[Records in a dataset]
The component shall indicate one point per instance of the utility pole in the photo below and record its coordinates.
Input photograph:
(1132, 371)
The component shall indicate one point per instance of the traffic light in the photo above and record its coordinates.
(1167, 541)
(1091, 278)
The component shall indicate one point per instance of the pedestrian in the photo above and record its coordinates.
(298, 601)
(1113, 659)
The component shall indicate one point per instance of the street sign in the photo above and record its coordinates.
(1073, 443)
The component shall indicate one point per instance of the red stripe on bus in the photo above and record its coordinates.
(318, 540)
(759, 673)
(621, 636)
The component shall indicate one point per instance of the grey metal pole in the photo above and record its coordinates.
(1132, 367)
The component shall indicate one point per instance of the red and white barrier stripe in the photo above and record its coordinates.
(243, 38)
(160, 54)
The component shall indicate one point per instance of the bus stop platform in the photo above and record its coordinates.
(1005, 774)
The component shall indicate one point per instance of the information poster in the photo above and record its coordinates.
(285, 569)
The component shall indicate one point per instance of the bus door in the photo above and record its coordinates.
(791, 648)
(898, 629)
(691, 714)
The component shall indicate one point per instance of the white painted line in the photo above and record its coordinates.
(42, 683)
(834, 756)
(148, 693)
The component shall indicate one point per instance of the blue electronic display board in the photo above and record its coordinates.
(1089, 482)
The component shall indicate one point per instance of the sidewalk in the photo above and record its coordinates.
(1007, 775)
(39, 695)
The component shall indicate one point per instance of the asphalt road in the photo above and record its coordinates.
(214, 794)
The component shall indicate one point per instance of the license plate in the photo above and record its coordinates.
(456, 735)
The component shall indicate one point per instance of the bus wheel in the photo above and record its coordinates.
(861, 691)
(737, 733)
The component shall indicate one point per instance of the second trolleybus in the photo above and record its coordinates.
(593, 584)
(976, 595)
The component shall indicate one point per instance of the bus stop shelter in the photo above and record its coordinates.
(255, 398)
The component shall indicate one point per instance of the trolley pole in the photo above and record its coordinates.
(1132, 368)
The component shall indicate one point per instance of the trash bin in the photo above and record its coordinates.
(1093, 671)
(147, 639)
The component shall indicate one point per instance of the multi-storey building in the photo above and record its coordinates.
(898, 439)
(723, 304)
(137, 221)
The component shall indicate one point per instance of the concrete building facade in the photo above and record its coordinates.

> _What the task requires_
Substitute "annotator" for every occurrence of "component" in the listing above, and reproduce it with everything else unchanged.

> _Exercise result_
The annotator shall indicate one point per instance of the utility pole in the photo below and record its coordinates.
Input photograph:
(1132, 371)
The annotator shall indicate one point per instance of the traffic light in the photo above and record its coordinates.
(1167, 541)
(1091, 278)
The annotator shall indicate one point per instance of the pedestrian in the photo above and record its coordinates.
(298, 601)
(1113, 659)
The annotator shall indicate one point per instance of the street sign in the photo above and record its coordinates.
(1073, 443)
The annotator shall indicate one point per instance of the red stripe on bus in the photo above and record its coordinates.
(318, 540)
(759, 673)
(621, 636)
The annotator shall indicate one point per instance of the grey metal pole in the photo above and record its coordinates.
(1132, 367)
The annotator shall indicate one point per instance of the red and white barrier stripe in the photo above and record its coordinates.
(243, 38)
(160, 54)
The annotator shall indicate one point per instance of the bus stop platform in the photo above and record its coordinates.
(1005, 774)
The annotator shall indicate one point per instance of the information poster in the photo above and record its coordinates.
(285, 569)
The annotator shall indicate one point per instance of the bus door in the photo above and record its coordinates.
(791, 648)
(898, 629)
(691, 714)
The annotator shall indicate one point per instance of the white painted line in the photo above and record its coordinates.
(42, 683)
(834, 756)
(148, 693)
The annotator shall indicate one point per instance of the blue electronic display board in the photo above and record its coordinates.
(1089, 482)
The annotator shall indicate one point per instance of the sidewalk in the photo above and record its coordinates.
(1007, 775)
(39, 695)
The annotator shall indicate one point per instance of the asphalt road in the photo above and record its coordinates.
(214, 794)
The annotator shall indicate one point per instance of the license plate in the photo above and record its coordinates.
(456, 735)
The annotator shall indicate one point per instance of the bus wheel in the photo above and record its coordinates.
(861, 691)
(737, 733)
The annotator shall indicate one point per instance of the second trolleybus in the photo above and record its coordinates.
(593, 584)
(976, 595)
The annotator shall indicate one point per instance of the bus stop shelter in the photo above and record its coordinates.
(255, 398)
The annotator shall indicate one point per instance of the trolley pole in the photo above and record its coordinates.
(1132, 368)
The annotator shall indicate one point per instance of the trash bin in the photo above and record its coordinates.
(1093, 671)
(147, 639)
The annotator shall indicate one point per instance of the multi-storey building in the photo above and record its coordinates.
(898, 439)
(723, 304)
(137, 221)
The annotator shall indicate one point per instance of the concrete building facade in the photo above and record its coordinates.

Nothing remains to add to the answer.